# Work to complete:
Report each line of the records below that contains the string "with", copying every such line in full. Treat the match as case-sensitive.

[Items from a data source]

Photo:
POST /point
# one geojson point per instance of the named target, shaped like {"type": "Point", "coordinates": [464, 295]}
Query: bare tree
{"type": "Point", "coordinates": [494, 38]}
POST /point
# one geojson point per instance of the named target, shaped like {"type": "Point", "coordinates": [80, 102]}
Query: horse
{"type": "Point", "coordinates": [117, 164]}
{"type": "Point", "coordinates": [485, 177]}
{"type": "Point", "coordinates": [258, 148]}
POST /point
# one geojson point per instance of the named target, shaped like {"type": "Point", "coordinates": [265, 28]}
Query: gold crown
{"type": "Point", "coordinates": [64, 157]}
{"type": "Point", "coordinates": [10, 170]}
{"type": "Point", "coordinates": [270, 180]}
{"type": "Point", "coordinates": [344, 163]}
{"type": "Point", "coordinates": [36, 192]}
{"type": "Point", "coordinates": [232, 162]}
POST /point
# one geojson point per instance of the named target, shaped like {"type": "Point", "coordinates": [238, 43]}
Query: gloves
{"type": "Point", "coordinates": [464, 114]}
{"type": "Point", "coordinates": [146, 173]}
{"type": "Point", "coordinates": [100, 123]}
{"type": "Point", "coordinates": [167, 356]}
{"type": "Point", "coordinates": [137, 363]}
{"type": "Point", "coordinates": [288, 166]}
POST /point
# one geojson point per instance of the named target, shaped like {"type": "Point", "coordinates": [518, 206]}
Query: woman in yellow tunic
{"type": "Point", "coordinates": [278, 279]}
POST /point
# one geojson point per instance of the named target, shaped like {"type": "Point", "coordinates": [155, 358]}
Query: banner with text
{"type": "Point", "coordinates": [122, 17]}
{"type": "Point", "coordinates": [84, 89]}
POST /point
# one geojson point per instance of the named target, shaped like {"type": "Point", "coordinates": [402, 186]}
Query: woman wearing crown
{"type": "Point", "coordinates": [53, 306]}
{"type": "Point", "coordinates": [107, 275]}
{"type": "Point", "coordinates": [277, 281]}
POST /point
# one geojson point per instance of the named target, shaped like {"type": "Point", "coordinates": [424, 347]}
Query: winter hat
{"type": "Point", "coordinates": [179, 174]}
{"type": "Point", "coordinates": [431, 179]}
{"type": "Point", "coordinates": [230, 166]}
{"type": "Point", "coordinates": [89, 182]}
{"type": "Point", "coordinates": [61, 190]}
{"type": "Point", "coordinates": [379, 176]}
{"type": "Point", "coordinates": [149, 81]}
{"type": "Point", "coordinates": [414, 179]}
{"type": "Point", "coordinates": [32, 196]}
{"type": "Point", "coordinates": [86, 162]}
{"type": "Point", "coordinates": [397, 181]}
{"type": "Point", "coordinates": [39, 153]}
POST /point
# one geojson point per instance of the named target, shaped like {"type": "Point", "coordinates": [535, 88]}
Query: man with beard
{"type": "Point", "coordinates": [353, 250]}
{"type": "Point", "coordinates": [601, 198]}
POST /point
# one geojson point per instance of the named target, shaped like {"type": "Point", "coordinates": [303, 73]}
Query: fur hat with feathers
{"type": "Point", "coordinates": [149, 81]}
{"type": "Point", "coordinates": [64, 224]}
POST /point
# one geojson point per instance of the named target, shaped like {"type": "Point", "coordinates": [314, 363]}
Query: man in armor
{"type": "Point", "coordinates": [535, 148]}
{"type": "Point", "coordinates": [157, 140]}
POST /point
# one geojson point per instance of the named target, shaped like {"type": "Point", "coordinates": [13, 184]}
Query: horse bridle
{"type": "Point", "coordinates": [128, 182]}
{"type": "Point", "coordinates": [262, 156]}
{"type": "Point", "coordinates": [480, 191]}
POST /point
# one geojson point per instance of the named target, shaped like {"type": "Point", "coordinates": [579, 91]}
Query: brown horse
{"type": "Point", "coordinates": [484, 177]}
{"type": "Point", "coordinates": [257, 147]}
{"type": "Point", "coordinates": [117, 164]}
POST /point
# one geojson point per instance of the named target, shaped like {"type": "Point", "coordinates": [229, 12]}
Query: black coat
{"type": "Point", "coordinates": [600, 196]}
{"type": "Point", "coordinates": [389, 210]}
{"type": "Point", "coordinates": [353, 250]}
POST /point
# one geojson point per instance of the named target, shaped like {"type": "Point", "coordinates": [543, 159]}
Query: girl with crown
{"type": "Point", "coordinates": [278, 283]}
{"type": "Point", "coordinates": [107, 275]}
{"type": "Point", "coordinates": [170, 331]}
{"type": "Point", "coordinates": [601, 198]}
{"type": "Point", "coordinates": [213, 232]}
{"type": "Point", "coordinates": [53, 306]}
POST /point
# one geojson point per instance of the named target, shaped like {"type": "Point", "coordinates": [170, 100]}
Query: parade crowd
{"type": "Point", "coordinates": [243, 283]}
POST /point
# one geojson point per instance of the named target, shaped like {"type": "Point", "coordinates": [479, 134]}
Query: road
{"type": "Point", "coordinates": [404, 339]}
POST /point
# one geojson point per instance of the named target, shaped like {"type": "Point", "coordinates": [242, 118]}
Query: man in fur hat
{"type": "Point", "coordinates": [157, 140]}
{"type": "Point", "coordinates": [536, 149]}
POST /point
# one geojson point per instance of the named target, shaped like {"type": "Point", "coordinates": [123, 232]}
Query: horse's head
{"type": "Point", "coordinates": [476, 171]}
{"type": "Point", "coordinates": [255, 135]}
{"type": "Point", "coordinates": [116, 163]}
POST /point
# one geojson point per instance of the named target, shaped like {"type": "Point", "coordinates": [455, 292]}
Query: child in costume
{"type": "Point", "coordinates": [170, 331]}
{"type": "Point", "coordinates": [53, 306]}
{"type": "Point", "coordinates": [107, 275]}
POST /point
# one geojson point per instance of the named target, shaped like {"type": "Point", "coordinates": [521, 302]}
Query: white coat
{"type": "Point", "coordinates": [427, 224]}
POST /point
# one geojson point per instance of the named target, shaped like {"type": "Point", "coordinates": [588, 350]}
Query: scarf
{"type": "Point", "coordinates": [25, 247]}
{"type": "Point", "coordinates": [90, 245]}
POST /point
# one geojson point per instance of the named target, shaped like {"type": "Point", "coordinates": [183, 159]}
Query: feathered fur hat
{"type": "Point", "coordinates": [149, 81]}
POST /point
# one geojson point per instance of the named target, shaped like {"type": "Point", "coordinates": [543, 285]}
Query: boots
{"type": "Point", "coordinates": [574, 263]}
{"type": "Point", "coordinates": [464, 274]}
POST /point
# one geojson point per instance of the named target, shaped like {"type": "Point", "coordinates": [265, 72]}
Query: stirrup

# Solution:
Query: banner with text
Query: man with beard
Query: fur hat with feathers
Query: girl with crown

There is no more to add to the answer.